- _Instructions to follow_:
Exactly as written, transcribe the lines that run from the one containing "[locate] foliage (a" to the end of the records below.

- _Entries shown_:

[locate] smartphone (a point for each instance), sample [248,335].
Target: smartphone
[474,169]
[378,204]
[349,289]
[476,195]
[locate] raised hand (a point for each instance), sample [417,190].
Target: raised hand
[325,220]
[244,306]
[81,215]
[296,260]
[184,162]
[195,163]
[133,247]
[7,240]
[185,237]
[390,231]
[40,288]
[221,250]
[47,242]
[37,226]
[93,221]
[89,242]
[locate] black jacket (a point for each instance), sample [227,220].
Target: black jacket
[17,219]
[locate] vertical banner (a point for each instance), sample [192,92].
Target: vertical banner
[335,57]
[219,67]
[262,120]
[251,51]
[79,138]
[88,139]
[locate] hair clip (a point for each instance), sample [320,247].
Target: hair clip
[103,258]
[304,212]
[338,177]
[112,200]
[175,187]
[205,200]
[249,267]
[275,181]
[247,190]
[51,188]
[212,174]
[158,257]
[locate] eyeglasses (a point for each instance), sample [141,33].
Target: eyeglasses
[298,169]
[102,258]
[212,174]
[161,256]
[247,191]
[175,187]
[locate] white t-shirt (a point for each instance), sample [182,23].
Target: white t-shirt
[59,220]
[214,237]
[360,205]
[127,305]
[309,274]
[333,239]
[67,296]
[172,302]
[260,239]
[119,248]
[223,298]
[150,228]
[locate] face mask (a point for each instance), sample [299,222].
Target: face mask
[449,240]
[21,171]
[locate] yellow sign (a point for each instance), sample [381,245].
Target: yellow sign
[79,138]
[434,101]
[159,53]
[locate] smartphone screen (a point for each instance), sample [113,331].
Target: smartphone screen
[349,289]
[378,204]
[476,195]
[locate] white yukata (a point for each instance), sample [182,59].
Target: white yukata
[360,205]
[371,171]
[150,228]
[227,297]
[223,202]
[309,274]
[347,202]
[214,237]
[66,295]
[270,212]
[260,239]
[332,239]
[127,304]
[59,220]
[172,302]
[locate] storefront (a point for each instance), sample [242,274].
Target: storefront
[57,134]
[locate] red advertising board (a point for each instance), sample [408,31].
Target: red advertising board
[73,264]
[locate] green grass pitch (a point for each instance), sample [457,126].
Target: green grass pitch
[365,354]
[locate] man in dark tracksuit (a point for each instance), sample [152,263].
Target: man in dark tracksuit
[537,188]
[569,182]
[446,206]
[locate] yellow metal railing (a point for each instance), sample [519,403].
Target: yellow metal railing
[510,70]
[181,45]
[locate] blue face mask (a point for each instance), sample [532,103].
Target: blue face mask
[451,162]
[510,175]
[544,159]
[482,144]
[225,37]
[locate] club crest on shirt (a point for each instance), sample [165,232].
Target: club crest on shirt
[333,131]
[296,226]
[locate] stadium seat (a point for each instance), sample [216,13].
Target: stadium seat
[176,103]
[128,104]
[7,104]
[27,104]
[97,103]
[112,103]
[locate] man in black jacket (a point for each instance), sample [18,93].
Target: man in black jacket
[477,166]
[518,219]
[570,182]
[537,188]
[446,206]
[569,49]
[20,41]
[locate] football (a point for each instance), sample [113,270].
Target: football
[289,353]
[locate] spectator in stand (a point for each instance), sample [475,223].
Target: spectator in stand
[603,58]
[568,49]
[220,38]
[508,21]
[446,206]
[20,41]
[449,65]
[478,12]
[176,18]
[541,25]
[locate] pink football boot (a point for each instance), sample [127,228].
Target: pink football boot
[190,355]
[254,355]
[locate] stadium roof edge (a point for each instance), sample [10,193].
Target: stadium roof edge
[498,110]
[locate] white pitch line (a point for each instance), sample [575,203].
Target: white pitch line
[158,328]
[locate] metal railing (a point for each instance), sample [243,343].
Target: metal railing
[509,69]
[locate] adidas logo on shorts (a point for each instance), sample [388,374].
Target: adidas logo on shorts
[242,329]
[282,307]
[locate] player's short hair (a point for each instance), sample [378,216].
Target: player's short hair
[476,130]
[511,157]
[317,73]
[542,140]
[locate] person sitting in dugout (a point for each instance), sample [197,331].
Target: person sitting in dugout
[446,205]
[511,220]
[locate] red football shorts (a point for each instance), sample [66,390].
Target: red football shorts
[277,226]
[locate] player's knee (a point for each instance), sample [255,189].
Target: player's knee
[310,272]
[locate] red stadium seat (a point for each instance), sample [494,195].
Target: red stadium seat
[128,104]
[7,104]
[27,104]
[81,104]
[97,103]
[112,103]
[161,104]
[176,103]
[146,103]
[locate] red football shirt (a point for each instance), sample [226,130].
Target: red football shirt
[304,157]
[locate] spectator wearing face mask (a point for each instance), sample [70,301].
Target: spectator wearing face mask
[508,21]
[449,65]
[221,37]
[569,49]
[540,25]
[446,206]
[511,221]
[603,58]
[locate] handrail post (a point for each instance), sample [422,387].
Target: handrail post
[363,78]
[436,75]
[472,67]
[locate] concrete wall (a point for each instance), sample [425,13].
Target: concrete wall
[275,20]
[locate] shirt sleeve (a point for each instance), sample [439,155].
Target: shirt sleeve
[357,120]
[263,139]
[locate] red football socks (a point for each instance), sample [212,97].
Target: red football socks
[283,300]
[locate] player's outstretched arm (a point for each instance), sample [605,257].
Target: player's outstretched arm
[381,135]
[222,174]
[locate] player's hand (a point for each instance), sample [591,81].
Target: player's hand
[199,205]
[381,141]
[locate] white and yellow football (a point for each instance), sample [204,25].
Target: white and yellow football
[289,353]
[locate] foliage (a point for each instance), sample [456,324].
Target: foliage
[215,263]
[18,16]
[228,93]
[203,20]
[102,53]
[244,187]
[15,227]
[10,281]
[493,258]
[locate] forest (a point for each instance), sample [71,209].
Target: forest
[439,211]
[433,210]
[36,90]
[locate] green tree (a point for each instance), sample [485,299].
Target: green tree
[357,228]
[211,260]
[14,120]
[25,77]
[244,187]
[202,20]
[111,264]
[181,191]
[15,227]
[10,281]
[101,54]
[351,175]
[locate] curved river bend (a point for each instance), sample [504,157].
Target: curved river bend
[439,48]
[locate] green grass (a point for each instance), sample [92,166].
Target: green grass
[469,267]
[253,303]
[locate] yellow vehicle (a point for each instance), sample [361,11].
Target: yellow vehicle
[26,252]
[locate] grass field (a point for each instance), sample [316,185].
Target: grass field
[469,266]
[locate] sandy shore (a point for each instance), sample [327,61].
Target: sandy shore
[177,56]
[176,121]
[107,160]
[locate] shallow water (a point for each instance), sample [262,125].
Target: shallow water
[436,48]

- _Result below_:
[locate] foliage (a point for each instance), sample [456,324].
Target: foliage
[215,263]
[18,16]
[228,93]
[203,20]
[102,53]
[244,187]
[15,227]
[10,281]
[493,258]
[locate] forest (a point for each instance), sample [71,209].
Target: forest
[439,211]
[433,210]
[36,90]
[locate] green tree (a point for each instance), sample [485,299].
Target: green tree
[357,228]
[211,260]
[14,120]
[25,77]
[244,187]
[202,20]
[111,264]
[181,191]
[15,227]
[10,281]
[101,54]
[351,175]
[locate] curved river bend (a point for each instance), sample [504,157].
Target: curved river bend
[439,48]
[locate] green grass (a point for each instance), sample [92,166].
Target: green grass
[469,267]
[253,303]
[locate] yellow vehicle (a point for each instance), sample [361,11].
Target: yellow vehicle
[26,252]
[locate] grass field (a point for each instance), sample [316,185].
Target: grass field
[469,266]
[locate] sandy shore (a point for each instance), sample [327,61].
Target: sandy shore
[177,56]
[176,121]
[107,160]
[locate] shallow water (a point for each instance), sample [262,125].
Target: shallow water
[436,48]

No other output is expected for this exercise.